TASK OBJECTIVE:
When you write the records again, keep every line exactly as it was.

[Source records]
★ ★ ★ ★
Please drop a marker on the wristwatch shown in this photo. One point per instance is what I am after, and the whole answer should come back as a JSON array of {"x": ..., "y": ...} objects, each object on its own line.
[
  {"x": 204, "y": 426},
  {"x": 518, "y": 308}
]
★ ★ ★ ★
ANSWER FOR THIS EXERCISE:
Please drop a marker on the wristwatch shown in this photo. One point per instance is what I am after, and the whole answer should come back as a JSON array of {"x": ..., "y": ...} objects, each object on its own line.
[
  {"x": 204, "y": 426},
  {"x": 518, "y": 308}
]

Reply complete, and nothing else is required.